Getoonde passage |
Conclusie: een nieuwe cultuur van samenwerking

De invoering van de Omgevingswet vraagt om een cultuurverandering, zowel bij de overheid als bij initiatiefnemers. Participatie is niet langer een vrijblijvende optie, maar een integraal onderdeel van het besluitvormingsproces. Dit biedt nieuwe kansen om samen te werken aan een betere fysieke leefomgeving, waarbij gemeenten meer ruimte krijgen om hun eigen werkwijzen te ontwikkelen en initiatiefnemers verantwoordelijk worden gesteld voor het betrekken van de samenleving.

Gestelde opdrachten |
1/ Typ het deel van de passage over de Omgevingswet tussen "De invoering van" en "van de samenleving.", beide inbegrepen, woord voor woord over.
2/ Kun je de passage over de Omgevingswet voortzetten na de laatste zin?

Overzicht |
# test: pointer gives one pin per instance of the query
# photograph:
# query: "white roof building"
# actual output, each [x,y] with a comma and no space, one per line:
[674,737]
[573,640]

* * *

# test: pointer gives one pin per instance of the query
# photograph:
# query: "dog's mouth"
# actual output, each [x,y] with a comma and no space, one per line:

--

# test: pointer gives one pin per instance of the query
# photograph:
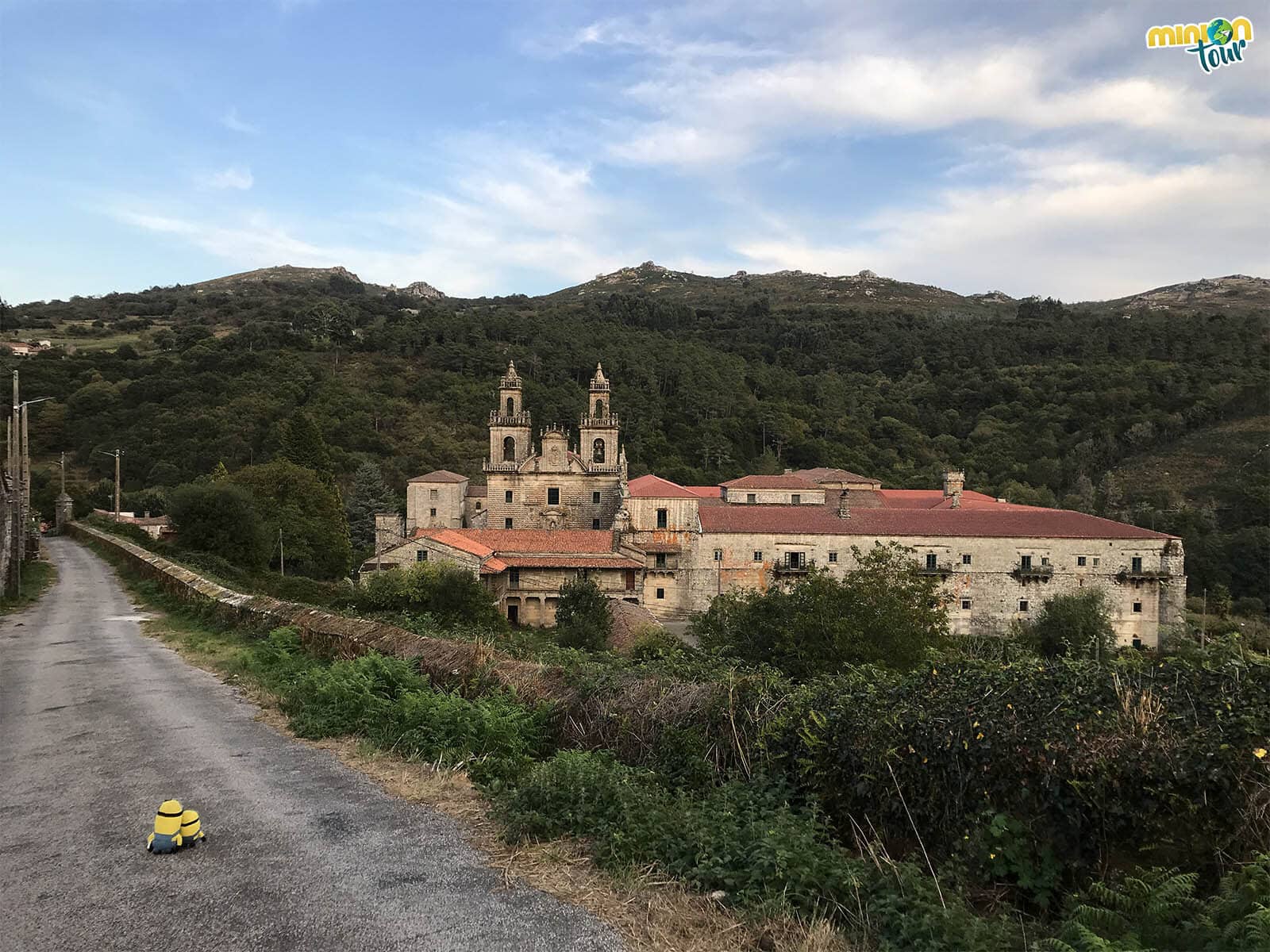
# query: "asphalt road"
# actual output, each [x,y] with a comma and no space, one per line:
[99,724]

Resultaten op volgorde |
1/
De invoering van de Omgevingswet vraagt om een cultuurverandering, zowel bij de overheid als bij initiatiefnemers. Participatie is niet langer een vrijblijvende optie, maar een integraal onderdeel van het besluitvormingsproces. Dit biedt nieuwe kansen om samen te werken aan een betere fysieke leefomgeving, waarbij gemeenten meer ruimte krijgen om hun eigen werkwijzen te ontwikkelen en initiatiefnemers verantwoordelijk worden gesteld voor het betrekken van de samenleving.

2/
Hoewel deze transitie tijd zal kosten, biedt de Omgevingswet veel potentieel voor innovatie en duurzame ontwikkelingen. De verschuiving naar meer samenwerking en vertrouwen tussen overheid en samenleving kan leiden tot nieuwe, creatieve oplossingen voor ruimtelijke vraagstukken die aansluiten bij de behoeften en ideeën van de lokale gemeenschap.

De Omgevingswet biedt ons de kans om op een nieuwe, meer participatieve manier vorm te geven aan onze leefomgeving. Laten we deze kans grijpen en samen bouwen aan een duurzame en inclusieve toekomst.